# AIM OF THE EXERCISE
Search the records for the string "cliff", then copy each line where it appears.

# DATA TO PROCESS
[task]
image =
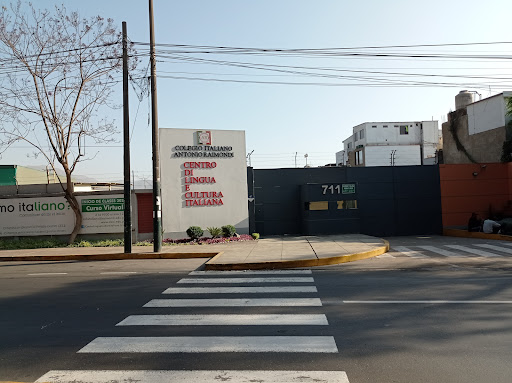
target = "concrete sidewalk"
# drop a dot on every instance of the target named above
(269, 253)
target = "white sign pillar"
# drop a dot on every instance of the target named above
(204, 180)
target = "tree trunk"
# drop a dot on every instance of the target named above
(71, 198)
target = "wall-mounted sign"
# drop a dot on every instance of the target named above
(53, 215)
(348, 189)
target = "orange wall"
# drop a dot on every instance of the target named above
(463, 193)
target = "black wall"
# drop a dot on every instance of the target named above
(400, 200)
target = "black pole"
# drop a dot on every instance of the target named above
(126, 137)
(157, 200)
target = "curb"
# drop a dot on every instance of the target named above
(475, 234)
(300, 263)
(209, 265)
(106, 257)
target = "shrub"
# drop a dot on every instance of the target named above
(195, 232)
(228, 231)
(215, 231)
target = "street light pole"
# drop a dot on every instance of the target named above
(157, 201)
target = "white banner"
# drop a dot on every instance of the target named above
(54, 216)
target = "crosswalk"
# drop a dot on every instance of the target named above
(451, 250)
(199, 292)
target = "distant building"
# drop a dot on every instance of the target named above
(475, 131)
(391, 144)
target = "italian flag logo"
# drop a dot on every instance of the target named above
(204, 137)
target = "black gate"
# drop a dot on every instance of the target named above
(380, 201)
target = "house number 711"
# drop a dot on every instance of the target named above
(331, 188)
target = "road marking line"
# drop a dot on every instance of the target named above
(385, 255)
(498, 248)
(248, 280)
(250, 272)
(474, 251)
(189, 344)
(409, 252)
(429, 302)
(204, 376)
(242, 302)
(446, 253)
(240, 290)
(226, 320)
(48, 274)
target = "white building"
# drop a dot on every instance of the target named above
(391, 144)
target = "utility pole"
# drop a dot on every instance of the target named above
(126, 139)
(422, 143)
(249, 158)
(157, 201)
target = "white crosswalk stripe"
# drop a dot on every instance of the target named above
(496, 248)
(241, 290)
(234, 302)
(248, 280)
(385, 255)
(203, 376)
(473, 251)
(409, 252)
(226, 320)
(215, 344)
(250, 272)
(444, 252)
(194, 344)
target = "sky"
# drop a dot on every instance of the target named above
(284, 121)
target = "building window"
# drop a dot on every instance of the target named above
(404, 129)
(317, 205)
(349, 204)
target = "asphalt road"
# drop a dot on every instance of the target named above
(412, 315)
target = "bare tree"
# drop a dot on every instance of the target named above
(56, 83)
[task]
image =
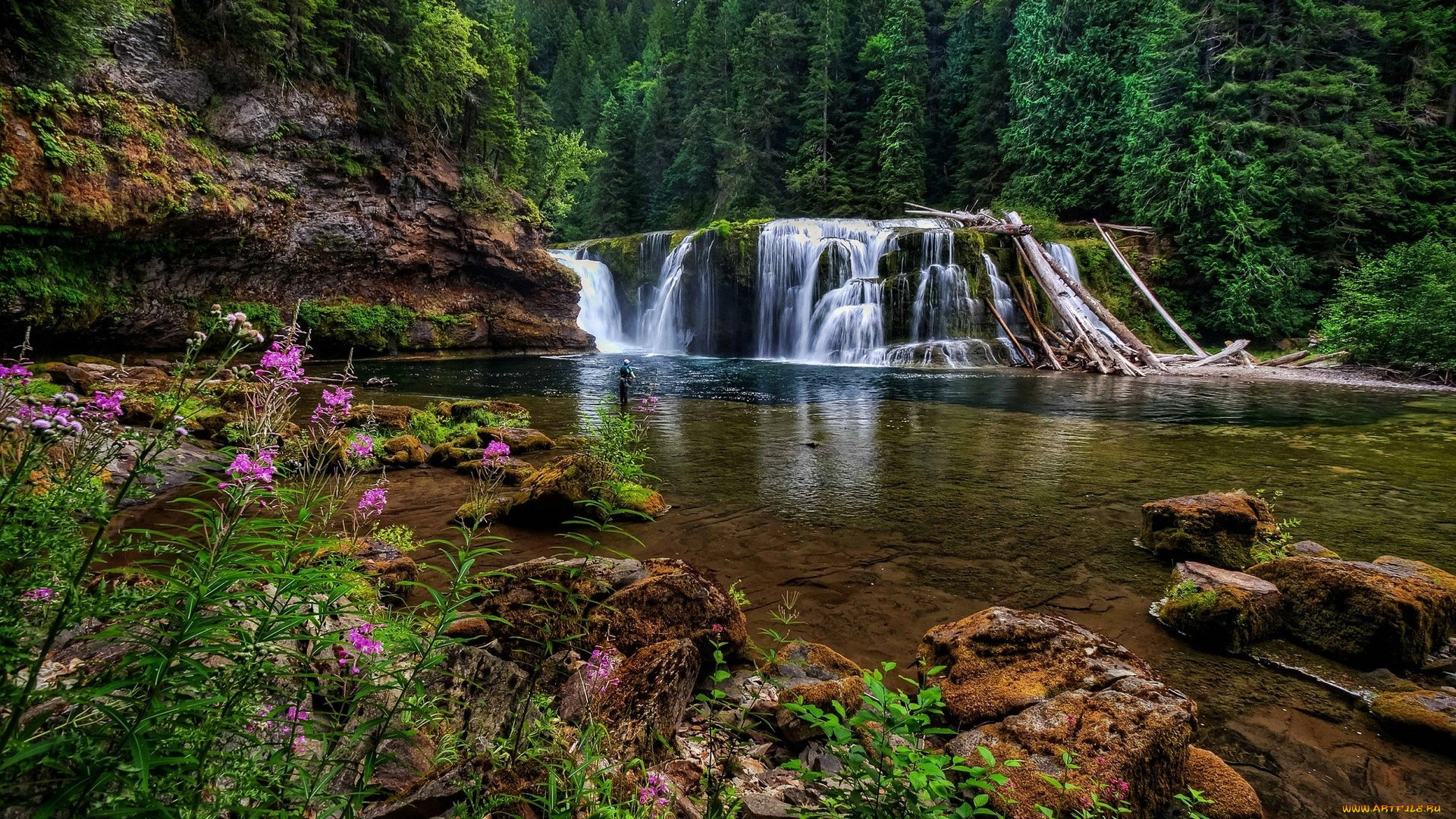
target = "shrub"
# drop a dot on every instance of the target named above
(1400, 308)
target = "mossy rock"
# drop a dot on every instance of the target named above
(383, 416)
(520, 439)
(1421, 716)
(1231, 795)
(403, 450)
(1222, 610)
(1363, 614)
(1215, 528)
(635, 497)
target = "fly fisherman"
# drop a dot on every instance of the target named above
(625, 375)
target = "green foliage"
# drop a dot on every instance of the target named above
(366, 327)
(890, 767)
(1398, 308)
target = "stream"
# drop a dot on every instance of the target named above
(889, 500)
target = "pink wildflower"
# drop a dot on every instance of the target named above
(334, 407)
(373, 502)
(495, 452)
(248, 471)
(283, 366)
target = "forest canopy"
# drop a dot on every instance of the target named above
(1273, 143)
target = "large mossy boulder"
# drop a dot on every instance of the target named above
(1133, 732)
(520, 439)
(1365, 614)
(1220, 608)
(1421, 716)
(554, 494)
(1002, 661)
(1216, 528)
(1231, 795)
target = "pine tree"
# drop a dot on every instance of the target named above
(894, 136)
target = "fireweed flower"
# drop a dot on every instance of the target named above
(362, 447)
(373, 502)
(41, 595)
(599, 670)
(248, 471)
(497, 450)
(281, 366)
(334, 407)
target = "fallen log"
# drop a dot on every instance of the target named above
(1231, 350)
(1318, 359)
(1286, 359)
(1147, 293)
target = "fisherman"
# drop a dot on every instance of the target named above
(623, 376)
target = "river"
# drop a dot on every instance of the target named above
(892, 500)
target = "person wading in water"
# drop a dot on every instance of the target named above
(623, 376)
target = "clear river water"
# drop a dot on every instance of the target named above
(890, 500)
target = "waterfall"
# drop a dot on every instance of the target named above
(1005, 305)
(1069, 262)
(598, 306)
(663, 325)
(843, 325)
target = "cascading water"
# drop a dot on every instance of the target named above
(598, 306)
(843, 325)
(1005, 305)
(1069, 262)
(663, 327)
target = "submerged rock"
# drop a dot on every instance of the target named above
(1421, 716)
(1128, 741)
(1001, 661)
(1220, 608)
(1366, 614)
(1232, 798)
(1215, 528)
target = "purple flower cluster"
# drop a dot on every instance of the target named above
(373, 502)
(41, 595)
(495, 452)
(249, 471)
(364, 646)
(281, 365)
(334, 407)
(17, 372)
(655, 793)
(362, 447)
(599, 670)
(290, 725)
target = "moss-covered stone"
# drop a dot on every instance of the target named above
(1421, 716)
(1231, 795)
(1365, 614)
(1215, 528)
(1219, 608)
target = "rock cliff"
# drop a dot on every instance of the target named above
(169, 180)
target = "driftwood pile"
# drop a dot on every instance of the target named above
(1076, 341)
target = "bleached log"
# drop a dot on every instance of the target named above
(1147, 293)
(1231, 350)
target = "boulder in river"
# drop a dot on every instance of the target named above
(1231, 795)
(1001, 661)
(1215, 528)
(1128, 741)
(1365, 614)
(1220, 608)
(520, 439)
(1421, 716)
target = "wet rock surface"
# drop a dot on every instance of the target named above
(1215, 528)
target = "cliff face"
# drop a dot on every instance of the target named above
(164, 186)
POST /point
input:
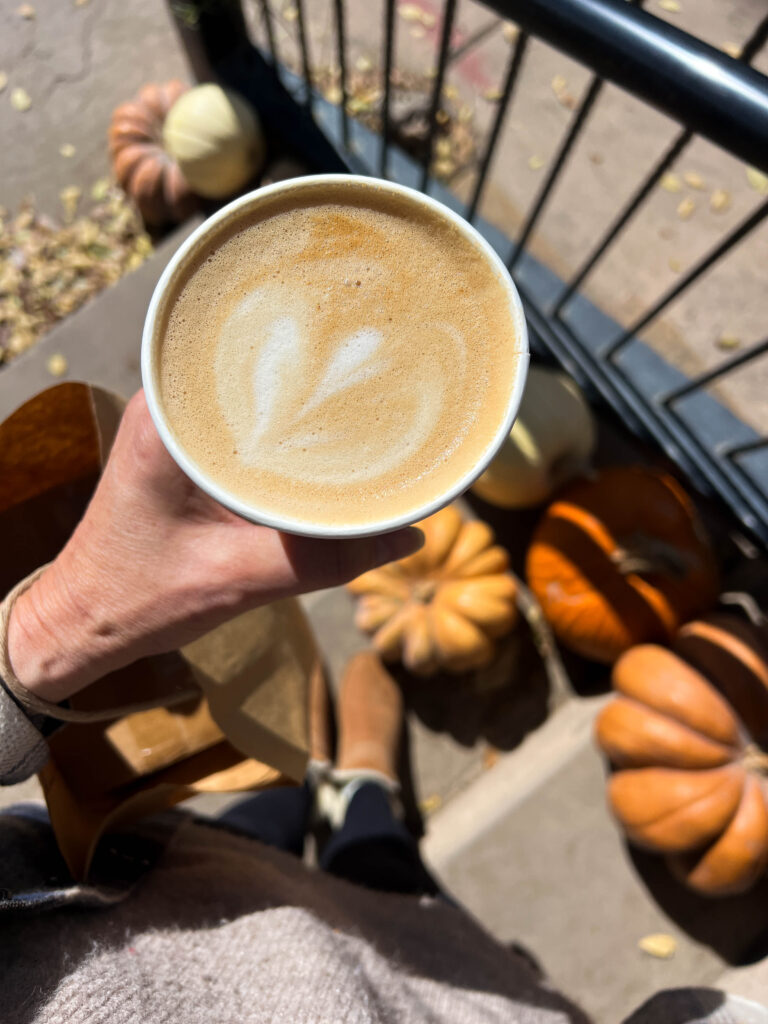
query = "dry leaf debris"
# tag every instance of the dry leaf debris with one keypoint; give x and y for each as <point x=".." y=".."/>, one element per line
<point x="20" y="99"/>
<point x="48" y="269"/>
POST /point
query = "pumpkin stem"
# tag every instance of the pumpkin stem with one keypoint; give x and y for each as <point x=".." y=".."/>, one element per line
<point x="423" y="591"/>
<point x="642" y="554"/>
<point x="544" y="640"/>
<point x="755" y="760"/>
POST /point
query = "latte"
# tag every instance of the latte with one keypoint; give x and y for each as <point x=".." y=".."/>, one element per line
<point x="336" y="354"/>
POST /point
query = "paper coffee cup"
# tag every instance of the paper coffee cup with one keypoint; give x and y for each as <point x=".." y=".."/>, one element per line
<point x="200" y="240"/>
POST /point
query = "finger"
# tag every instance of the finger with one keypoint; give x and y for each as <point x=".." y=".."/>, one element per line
<point x="317" y="563"/>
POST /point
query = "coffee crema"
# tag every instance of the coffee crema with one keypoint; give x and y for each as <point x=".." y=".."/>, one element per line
<point x="337" y="355"/>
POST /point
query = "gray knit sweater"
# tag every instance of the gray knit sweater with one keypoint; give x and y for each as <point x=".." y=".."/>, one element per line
<point x="223" y="930"/>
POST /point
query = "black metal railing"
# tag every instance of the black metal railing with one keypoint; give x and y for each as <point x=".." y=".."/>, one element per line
<point x="709" y="93"/>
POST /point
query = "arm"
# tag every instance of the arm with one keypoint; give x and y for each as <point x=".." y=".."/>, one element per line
<point x="155" y="563"/>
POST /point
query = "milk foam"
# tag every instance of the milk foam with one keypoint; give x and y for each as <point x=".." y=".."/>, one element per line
<point x="337" y="359"/>
<point x="266" y="343"/>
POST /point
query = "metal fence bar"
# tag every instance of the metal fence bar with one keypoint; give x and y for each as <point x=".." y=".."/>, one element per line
<point x="448" y="25"/>
<point x="730" y="240"/>
<point x="701" y="380"/>
<point x="341" y="52"/>
<point x="513" y="69"/>
<point x="567" y="144"/>
<point x="474" y="40"/>
<point x="388" y="57"/>
<point x="303" y="47"/>
<point x="639" y="197"/>
<point x="751" y="47"/>
<point x="692" y="82"/>
<point x="266" y="15"/>
<point x="736" y="451"/>
<point x="739" y="491"/>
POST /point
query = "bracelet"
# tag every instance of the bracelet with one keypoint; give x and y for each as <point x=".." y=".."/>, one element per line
<point x="33" y="705"/>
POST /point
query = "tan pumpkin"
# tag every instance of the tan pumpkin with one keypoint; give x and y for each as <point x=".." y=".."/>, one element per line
<point x="690" y="745"/>
<point x="443" y="606"/>
<point x="215" y="136"/>
<point x="139" y="162"/>
<point x="620" y="559"/>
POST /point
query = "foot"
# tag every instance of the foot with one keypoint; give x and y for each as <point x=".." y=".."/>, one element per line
<point x="370" y="717"/>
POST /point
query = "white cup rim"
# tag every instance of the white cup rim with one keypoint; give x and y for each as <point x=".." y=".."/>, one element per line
<point x="304" y="527"/>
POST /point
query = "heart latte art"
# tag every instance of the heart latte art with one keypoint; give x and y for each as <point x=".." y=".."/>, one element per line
<point x="339" y="358"/>
<point x="305" y="411"/>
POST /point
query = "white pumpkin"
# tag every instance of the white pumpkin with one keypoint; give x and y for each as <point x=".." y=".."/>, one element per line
<point x="552" y="440"/>
<point x="215" y="136"/>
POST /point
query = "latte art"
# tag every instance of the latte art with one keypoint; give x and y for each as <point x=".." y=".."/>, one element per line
<point x="337" y="358"/>
<point x="291" y="415"/>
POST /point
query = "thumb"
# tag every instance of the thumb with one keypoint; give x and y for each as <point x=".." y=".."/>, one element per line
<point x="391" y="547"/>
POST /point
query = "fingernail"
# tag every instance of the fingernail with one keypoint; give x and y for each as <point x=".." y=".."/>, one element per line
<point x="390" y="547"/>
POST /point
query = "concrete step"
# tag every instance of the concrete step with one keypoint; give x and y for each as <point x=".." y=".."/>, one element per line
<point x="530" y="850"/>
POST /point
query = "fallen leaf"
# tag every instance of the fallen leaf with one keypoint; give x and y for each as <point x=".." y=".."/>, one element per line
<point x="99" y="189"/>
<point x="430" y="804"/>
<point x="758" y="180"/>
<point x="56" y="365"/>
<point x="720" y="201"/>
<point x="20" y="99"/>
<point x="510" y="32"/>
<point x="671" y="182"/>
<point x="660" y="945"/>
<point x="694" y="180"/>
<point x="560" y="89"/>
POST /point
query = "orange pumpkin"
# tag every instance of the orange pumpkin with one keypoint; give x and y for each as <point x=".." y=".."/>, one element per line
<point x="691" y="748"/>
<point x="139" y="163"/>
<point x="621" y="559"/>
<point x="443" y="606"/>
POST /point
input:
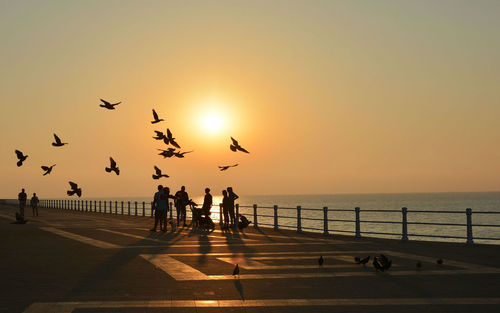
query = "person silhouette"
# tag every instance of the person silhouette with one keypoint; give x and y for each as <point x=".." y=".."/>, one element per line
<point x="232" y="196"/>
<point x="34" y="204"/>
<point x="225" y="208"/>
<point x="158" y="206"/>
<point x="22" y="196"/>
<point x="181" y="200"/>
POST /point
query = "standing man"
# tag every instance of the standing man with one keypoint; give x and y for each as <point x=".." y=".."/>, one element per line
<point x="157" y="206"/>
<point x="232" y="196"/>
<point x="22" y="201"/>
<point x="181" y="200"/>
<point x="34" y="204"/>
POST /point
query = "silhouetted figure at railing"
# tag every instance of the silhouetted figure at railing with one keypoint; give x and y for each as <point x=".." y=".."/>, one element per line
<point x="74" y="189"/>
<point x="22" y="197"/>
<point x="58" y="142"/>
<point x="225" y="209"/>
<point x="113" y="167"/>
<point x="232" y="197"/>
<point x="47" y="169"/>
<point x="21" y="157"/>
<point x="34" y="204"/>
<point x="107" y="105"/>
<point x="207" y="205"/>
<point x="159" y="174"/>
<point x="225" y="167"/>
<point x="236" y="147"/>
<point x="181" y="201"/>
<point x="155" y="116"/>
<point x="159" y="206"/>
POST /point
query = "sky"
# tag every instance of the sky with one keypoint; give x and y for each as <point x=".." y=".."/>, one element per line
<point x="328" y="96"/>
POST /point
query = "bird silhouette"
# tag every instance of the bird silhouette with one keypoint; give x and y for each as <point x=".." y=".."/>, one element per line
<point x="157" y="120"/>
<point x="236" y="271"/>
<point x="225" y="167"/>
<point x="235" y="146"/>
<point x="58" y="142"/>
<point x="180" y="154"/>
<point x="107" y="105"/>
<point x="169" y="139"/>
<point x="158" y="174"/>
<point x="47" y="169"/>
<point x="159" y="135"/>
<point x="74" y="189"/>
<point x="21" y="157"/>
<point x="167" y="153"/>
<point x="113" y="167"/>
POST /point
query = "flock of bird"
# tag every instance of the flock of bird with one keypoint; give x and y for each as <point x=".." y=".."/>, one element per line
<point x="167" y="138"/>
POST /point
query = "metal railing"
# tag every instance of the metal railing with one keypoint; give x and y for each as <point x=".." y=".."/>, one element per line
<point x="300" y="218"/>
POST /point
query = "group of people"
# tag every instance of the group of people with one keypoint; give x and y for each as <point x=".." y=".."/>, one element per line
<point x="23" y="197"/>
<point x="201" y="216"/>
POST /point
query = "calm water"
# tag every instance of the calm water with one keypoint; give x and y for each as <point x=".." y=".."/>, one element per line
<point x="478" y="202"/>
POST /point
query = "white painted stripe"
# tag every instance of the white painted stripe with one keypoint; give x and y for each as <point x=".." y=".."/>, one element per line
<point x="87" y="240"/>
<point x="174" y="268"/>
<point x="68" y="307"/>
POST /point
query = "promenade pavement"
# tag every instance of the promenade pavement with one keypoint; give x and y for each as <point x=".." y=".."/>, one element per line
<point x="68" y="261"/>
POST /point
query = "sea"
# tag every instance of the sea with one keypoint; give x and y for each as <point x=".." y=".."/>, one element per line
<point x="380" y="214"/>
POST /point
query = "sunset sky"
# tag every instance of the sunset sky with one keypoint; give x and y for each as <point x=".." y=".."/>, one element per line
<point x="328" y="96"/>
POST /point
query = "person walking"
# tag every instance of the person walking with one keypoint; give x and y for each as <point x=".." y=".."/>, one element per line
<point x="22" y="196"/>
<point x="34" y="204"/>
<point x="225" y="208"/>
<point x="158" y="207"/>
<point x="232" y="197"/>
<point x="181" y="201"/>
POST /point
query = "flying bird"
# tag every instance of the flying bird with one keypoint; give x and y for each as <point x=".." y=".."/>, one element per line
<point x="21" y="157"/>
<point x="107" y="105"/>
<point x="169" y="139"/>
<point x="159" y="174"/>
<point x="113" y="167"/>
<point x="157" y="120"/>
<point x="47" y="169"/>
<point x="236" y="270"/>
<point x="167" y="153"/>
<point x="74" y="189"/>
<point x="180" y="154"/>
<point x="58" y="142"/>
<point x="159" y="135"/>
<point x="225" y="167"/>
<point x="235" y="146"/>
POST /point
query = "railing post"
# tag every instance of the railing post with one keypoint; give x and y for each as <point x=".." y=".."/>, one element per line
<point x="299" y="219"/>
<point x="358" y="223"/>
<point x="325" y="220"/>
<point x="220" y="214"/>
<point x="255" y="223"/>
<point x="275" y="217"/>
<point x="468" y="213"/>
<point x="237" y="216"/>
<point x="404" y="236"/>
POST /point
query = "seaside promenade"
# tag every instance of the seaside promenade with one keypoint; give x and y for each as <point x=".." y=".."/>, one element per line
<point x="74" y="261"/>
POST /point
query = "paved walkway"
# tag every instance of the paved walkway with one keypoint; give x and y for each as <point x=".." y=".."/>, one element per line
<point x="67" y="261"/>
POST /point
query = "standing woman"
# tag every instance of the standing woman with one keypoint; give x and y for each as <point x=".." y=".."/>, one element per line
<point x="225" y="208"/>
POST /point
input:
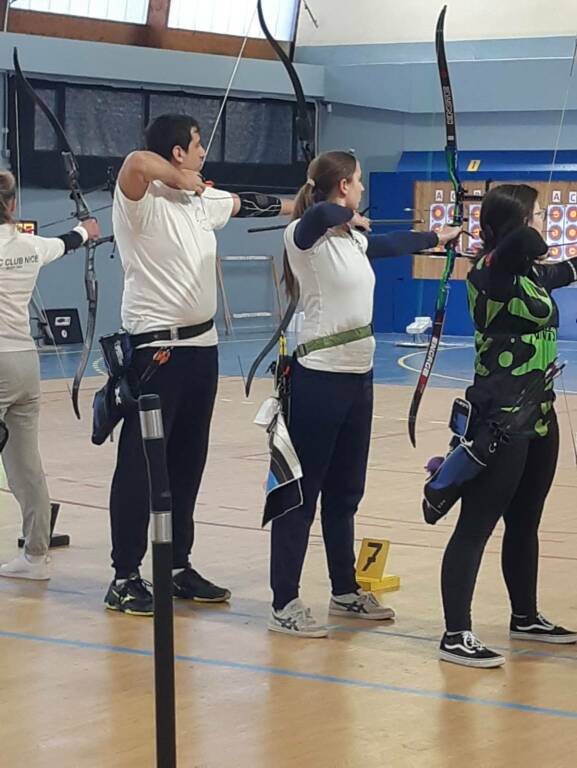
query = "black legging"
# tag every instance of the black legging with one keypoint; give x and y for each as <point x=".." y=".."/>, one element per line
<point x="514" y="487"/>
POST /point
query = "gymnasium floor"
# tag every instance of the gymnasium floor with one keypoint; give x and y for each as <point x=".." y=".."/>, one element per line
<point x="77" y="680"/>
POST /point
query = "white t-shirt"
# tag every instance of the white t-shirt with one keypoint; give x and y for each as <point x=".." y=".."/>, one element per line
<point x="168" y="250"/>
<point x="21" y="258"/>
<point x="337" y="284"/>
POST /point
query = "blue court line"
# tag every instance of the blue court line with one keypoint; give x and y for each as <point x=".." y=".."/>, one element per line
<point x="307" y="676"/>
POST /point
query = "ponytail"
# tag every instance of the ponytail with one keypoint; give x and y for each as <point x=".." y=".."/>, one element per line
<point x="7" y="196"/>
<point x="323" y="178"/>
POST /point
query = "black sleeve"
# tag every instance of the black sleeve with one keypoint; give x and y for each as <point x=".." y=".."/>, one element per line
<point x="317" y="220"/>
<point x="401" y="243"/>
<point x="554" y="276"/>
<point x="72" y="240"/>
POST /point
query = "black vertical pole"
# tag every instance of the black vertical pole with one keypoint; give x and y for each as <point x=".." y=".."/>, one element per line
<point x="161" y="535"/>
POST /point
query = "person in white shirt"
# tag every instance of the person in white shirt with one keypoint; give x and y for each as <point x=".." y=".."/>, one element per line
<point x="21" y="258"/>
<point x="164" y="219"/>
<point x="328" y="253"/>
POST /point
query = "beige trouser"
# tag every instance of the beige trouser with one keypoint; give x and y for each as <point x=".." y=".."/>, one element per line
<point x="20" y="407"/>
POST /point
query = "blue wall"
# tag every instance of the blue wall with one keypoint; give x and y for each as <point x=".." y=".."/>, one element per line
<point x="398" y="297"/>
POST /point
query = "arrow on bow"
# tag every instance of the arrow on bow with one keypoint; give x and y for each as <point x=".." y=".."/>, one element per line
<point x="82" y="214"/>
<point x="306" y="137"/>
<point x="451" y="156"/>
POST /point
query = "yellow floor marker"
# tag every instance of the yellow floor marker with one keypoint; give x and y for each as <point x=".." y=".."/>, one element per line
<point x="370" y="569"/>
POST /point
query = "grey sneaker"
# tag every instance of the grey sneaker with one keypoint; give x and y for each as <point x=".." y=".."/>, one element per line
<point x="297" y="620"/>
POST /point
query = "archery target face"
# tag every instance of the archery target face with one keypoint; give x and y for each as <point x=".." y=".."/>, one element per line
<point x="555" y="232"/>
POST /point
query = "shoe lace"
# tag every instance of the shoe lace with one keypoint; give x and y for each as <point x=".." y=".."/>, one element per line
<point x="369" y="599"/>
<point x="472" y="642"/>
<point x="303" y="615"/>
<point x="140" y="586"/>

# RESULT FOR THIS TASK
target = "rock cliff"
target = "cliff face"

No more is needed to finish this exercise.